Material for this task
────
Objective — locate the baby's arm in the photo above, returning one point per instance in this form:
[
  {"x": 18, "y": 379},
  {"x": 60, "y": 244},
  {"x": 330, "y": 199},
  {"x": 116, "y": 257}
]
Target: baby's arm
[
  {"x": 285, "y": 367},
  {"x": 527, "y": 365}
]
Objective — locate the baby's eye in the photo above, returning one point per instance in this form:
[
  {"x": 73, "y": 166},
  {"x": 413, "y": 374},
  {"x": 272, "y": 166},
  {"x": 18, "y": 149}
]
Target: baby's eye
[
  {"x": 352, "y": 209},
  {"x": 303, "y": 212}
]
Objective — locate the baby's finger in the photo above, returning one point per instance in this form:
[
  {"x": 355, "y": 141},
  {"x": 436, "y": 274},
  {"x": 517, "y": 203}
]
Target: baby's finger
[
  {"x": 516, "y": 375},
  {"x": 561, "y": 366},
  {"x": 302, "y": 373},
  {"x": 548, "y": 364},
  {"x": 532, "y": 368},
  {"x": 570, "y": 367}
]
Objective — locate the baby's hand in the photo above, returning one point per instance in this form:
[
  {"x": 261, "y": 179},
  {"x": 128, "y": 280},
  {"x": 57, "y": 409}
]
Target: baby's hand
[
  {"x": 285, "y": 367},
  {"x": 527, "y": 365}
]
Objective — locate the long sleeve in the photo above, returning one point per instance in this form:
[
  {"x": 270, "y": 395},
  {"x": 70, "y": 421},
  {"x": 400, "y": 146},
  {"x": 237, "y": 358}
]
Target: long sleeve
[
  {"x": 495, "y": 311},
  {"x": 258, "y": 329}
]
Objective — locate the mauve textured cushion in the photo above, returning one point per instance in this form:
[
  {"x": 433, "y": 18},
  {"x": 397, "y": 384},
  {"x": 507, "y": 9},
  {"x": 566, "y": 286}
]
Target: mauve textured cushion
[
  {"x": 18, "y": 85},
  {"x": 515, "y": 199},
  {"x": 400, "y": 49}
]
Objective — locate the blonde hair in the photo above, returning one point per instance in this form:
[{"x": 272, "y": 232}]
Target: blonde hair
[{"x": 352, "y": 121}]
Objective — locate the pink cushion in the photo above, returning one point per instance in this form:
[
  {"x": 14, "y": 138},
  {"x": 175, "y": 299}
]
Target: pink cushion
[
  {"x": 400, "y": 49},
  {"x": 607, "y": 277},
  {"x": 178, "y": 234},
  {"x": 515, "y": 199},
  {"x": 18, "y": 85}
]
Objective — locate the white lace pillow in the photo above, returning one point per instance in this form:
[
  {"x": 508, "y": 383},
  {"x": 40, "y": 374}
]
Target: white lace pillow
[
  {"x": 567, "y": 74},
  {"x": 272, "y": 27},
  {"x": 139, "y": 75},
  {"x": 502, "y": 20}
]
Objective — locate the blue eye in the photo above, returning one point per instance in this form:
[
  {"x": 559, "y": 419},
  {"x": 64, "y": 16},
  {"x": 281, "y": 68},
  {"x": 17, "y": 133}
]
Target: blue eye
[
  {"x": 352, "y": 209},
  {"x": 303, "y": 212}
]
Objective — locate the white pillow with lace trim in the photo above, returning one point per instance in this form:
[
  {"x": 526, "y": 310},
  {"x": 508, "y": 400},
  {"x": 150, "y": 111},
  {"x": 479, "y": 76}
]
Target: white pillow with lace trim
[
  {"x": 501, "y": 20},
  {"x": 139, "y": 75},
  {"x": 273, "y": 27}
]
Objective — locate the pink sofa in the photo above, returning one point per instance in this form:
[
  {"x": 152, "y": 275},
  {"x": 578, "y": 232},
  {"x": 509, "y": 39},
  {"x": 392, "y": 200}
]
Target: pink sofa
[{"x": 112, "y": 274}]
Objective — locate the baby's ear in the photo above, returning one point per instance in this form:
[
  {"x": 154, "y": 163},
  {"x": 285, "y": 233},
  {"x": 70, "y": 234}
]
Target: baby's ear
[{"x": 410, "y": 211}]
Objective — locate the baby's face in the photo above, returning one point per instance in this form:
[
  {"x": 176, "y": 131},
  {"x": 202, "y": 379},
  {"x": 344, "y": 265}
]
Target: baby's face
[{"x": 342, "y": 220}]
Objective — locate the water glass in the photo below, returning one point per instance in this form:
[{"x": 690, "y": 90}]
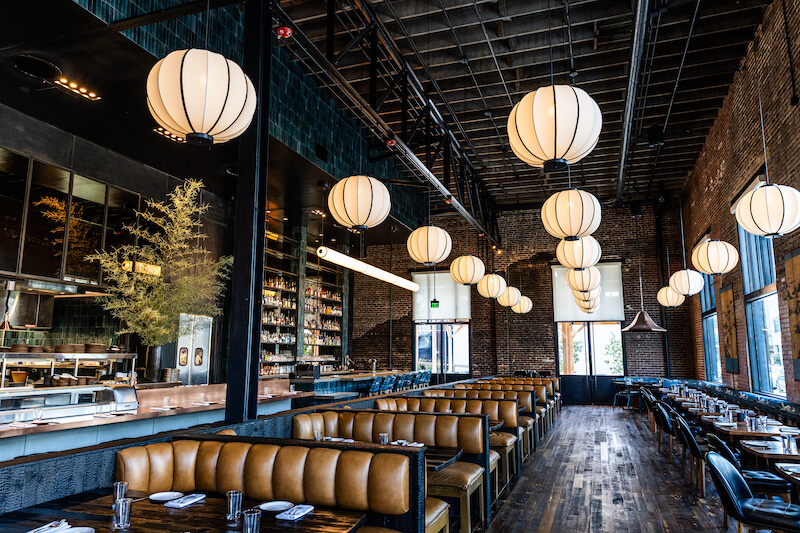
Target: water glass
[
  {"x": 234, "y": 505},
  {"x": 122, "y": 513},
  {"x": 251, "y": 521}
]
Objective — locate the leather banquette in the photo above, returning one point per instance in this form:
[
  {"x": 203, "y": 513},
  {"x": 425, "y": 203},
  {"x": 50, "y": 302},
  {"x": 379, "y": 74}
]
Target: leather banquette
[{"x": 347, "y": 479}]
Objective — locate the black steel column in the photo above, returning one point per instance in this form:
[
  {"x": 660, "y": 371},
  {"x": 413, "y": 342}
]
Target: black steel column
[{"x": 244, "y": 339}]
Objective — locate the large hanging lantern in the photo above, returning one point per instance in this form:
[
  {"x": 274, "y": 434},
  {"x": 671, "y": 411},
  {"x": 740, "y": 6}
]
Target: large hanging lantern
[
  {"x": 524, "y": 305},
  {"x": 359, "y": 202},
  {"x": 554, "y": 126},
  {"x": 491, "y": 286},
  {"x": 583, "y": 280},
  {"x": 201, "y": 95},
  {"x": 510, "y": 297},
  {"x": 588, "y": 304},
  {"x": 769, "y": 211},
  {"x": 587, "y": 295},
  {"x": 686, "y": 282},
  {"x": 583, "y": 252},
  {"x": 429, "y": 245},
  {"x": 572, "y": 213},
  {"x": 467, "y": 270},
  {"x": 715, "y": 257},
  {"x": 669, "y": 298}
]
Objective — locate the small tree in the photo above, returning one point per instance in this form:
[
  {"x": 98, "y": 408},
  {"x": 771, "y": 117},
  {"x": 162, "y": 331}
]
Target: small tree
[{"x": 168, "y": 272}]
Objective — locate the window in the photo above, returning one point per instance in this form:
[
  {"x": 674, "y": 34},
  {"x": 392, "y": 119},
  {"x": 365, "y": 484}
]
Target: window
────
Required work
Please put every line of the rows above into a numbered list, skipping any blank lines, and leave the pictures out of your answer.

The solution
1. Objective — locate the baby's arm in the photo above, returning one point per instance in this form:
2. [
3.   {"x": 18, "y": 379},
4.   {"x": 60, "y": 244},
5.   {"x": 330, "y": 199},
6.   {"x": 116, "y": 257}
7. ]
8. Target: baby's arm
9. [
10.   {"x": 285, "y": 367},
11.   {"x": 527, "y": 365}
12. ]
13. Objective — locate the baby's eye in the photo above, returning one point per instance in this form:
14. [
15.   {"x": 73, "y": 166},
16.   {"x": 413, "y": 374},
17.   {"x": 272, "y": 166},
18.   {"x": 18, "y": 149}
19. ]
20. Target: baby's eye
21. [
22.   {"x": 352, "y": 209},
23.   {"x": 303, "y": 212}
24. ]
25. Objective — locate the baby's finger in the photo above, returning one point per instance in this form:
26. [
27.   {"x": 355, "y": 141},
28.   {"x": 436, "y": 274},
29.   {"x": 517, "y": 203}
30. ]
31. Target: baby's finger
32. [
33.   {"x": 516, "y": 375},
34.   {"x": 561, "y": 366},
35.   {"x": 302, "y": 373},
36.   {"x": 548, "y": 364},
37.   {"x": 532, "y": 368},
38.   {"x": 570, "y": 367}
39. ]
40. Objective — locate the baby's hand in the photo above, returning one point per instance in this form:
41. [
42.   {"x": 261, "y": 179},
43.   {"x": 128, "y": 280},
44.   {"x": 57, "y": 409}
45. ]
46. Target: baby's hand
47. [
48.   {"x": 285, "y": 367},
49.   {"x": 527, "y": 365}
50. ]
51. Objective — locate the long sleeve in the photo above, returning one point per instance in this form:
52. [
53.   {"x": 270, "y": 395},
54.   {"x": 70, "y": 421},
55.   {"x": 400, "y": 146},
56.   {"x": 237, "y": 358}
57. ]
58. Target: long sleeve
59. [
60.   {"x": 495, "y": 311},
61.   {"x": 258, "y": 329}
62. ]
63. Objective — locate the mauve textured cushion in the photo above, returning one point per instance in this form:
64. [
65.   {"x": 433, "y": 18},
66.   {"x": 397, "y": 384},
67.   {"x": 507, "y": 9},
68.   {"x": 566, "y": 286}
69. ]
70. Target: mauve textured cushion
71. [
72.   {"x": 18, "y": 85},
73.   {"x": 515, "y": 199},
74.   {"x": 400, "y": 49}
75. ]
76. Objective — locate the blonde hair in the photo above, returning one point per instance in this form:
77. [{"x": 272, "y": 232}]
78. Target: blonde hair
79. [{"x": 352, "y": 121}]
80. Objective — locate the pink cushion in the photo above, returning one point per instance in this form:
81. [
82.   {"x": 14, "y": 138},
83.   {"x": 175, "y": 299}
84. ]
85. Target: pink cushion
86. [
87.   {"x": 400, "y": 49},
88.   {"x": 607, "y": 277},
89.   {"x": 178, "y": 234},
90.   {"x": 515, "y": 199},
91.   {"x": 18, "y": 85}
92. ]
93. Objective — locate the white lace pillow in the photo above, returning one point per instance in this form:
94. [
95.   {"x": 508, "y": 383},
96.   {"x": 40, "y": 374}
97. ]
98. Target: white lace pillow
99. [
100.   {"x": 567, "y": 74},
101.   {"x": 272, "y": 27},
102.   {"x": 139, "y": 75},
103.   {"x": 502, "y": 20}
104. ]
105. Objective — locate the blue eye in the photo above, returning one point per instance in this form:
106. [
107.   {"x": 559, "y": 419},
108.   {"x": 64, "y": 16},
109.   {"x": 281, "y": 68},
110.   {"x": 17, "y": 133}
111. ]
112. Target: blue eye
113. [
114.   {"x": 352, "y": 209},
115.   {"x": 303, "y": 212}
116. ]
117. Objective — locate the white pillow with lace trim in the photo above, returning one point per instance in this form:
118. [
119.   {"x": 526, "y": 310},
120.   {"x": 508, "y": 400},
121.   {"x": 150, "y": 111},
122.   {"x": 479, "y": 76}
123. ]
124. Target: white pillow with lace trim
125. [
126.   {"x": 501, "y": 20},
127.   {"x": 139, "y": 75},
128.   {"x": 273, "y": 27}
129. ]
130. Objective — locate the pink sofa in the photo above, returning one point per instance in this form:
131. [
132.   {"x": 152, "y": 275},
133.   {"x": 578, "y": 232},
134.   {"x": 509, "y": 39},
135.   {"x": 392, "y": 200}
136. ]
137. Target: pink sofa
138. [{"x": 112, "y": 274}]
139. Objective — locate the baby's ear in the photo above, returning one point per instance in this form:
140. [
141.   {"x": 154, "y": 163},
142.   {"x": 285, "y": 233},
143.   {"x": 70, "y": 234}
144. ]
145. Target: baby's ear
146. [{"x": 410, "y": 211}]
147. Objective — locate the baby's face in the photo above, returning one point per instance in this form:
148. [
149.   {"x": 176, "y": 131},
150.   {"x": 202, "y": 379},
151.   {"x": 344, "y": 265}
152. ]
153. Target: baby's face
154. [{"x": 342, "y": 220}]
155. Objective — locate the water glass in the photo below, returning one point per instance in this form:
156. [{"x": 690, "y": 90}]
157. Target: water glass
158. [
159.   {"x": 234, "y": 505},
160.   {"x": 122, "y": 513},
161.   {"x": 251, "y": 521}
162. ]
163. Objective — locate the leather banquette in the photo above, returning one point per instance in this form:
164. [
165.   {"x": 203, "y": 513},
166.   {"x": 425, "y": 203},
167.   {"x": 50, "y": 302},
168.   {"x": 379, "y": 74}
169. ]
170. Target: leather banquette
171. [{"x": 347, "y": 479}]
172. Objective — locate the black steel column in the photo above, returning one point per instance in this form:
173. [
174.   {"x": 660, "y": 371},
175.   {"x": 413, "y": 342}
176. ]
177. Target: black steel column
178. [{"x": 244, "y": 339}]
179. Objective — locate the large hanging lantern in the photo above, returning one point per instance in this form:
180. [
181.   {"x": 274, "y": 434},
182.   {"x": 671, "y": 411},
183.   {"x": 740, "y": 6}
184. ]
185. Target: large hanging lantern
186. [
187.   {"x": 524, "y": 305},
188.   {"x": 359, "y": 202},
189.   {"x": 554, "y": 126},
190.   {"x": 491, "y": 286},
191.   {"x": 583, "y": 280},
192.   {"x": 201, "y": 95},
193.   {"x": 510, "y": 297},
194.   {"x": 588, "y": 304},
195.   {"x": 769, "y": 211},
196.   {"x": 587, "y": 295},
197.   {"x": 686, "y": 282},
198.   {"x": 583, "y": 252},
199.   {"x": 429, "y": 245},
200.   {"x": 572, "y": 213},
201.   {"x": 467, "y": 270},
202.   {"x": 715, "y": 257},
203.   {"x": 669, "y": 298}
204. ]
205. Objective — locate the small tree in the photo above, returning one point per instance in this form:
206. [
207.   {"x": 98, "y": 408},
208.   {"x": 771, "y": 117},
209.   {"x": 162, "y": 331}
210. ]
211. Target: small tree
212. [{"x": 168, "y": 272}]
213. Objective — locate the window in the photo above, returning one point per instance in this form:
214. [
215.   {"x": 674, "y": 34},
216.   {"x": 392, "y": 119},
217.   {"x": 365, "y": 484}
218. ]
219. Target: window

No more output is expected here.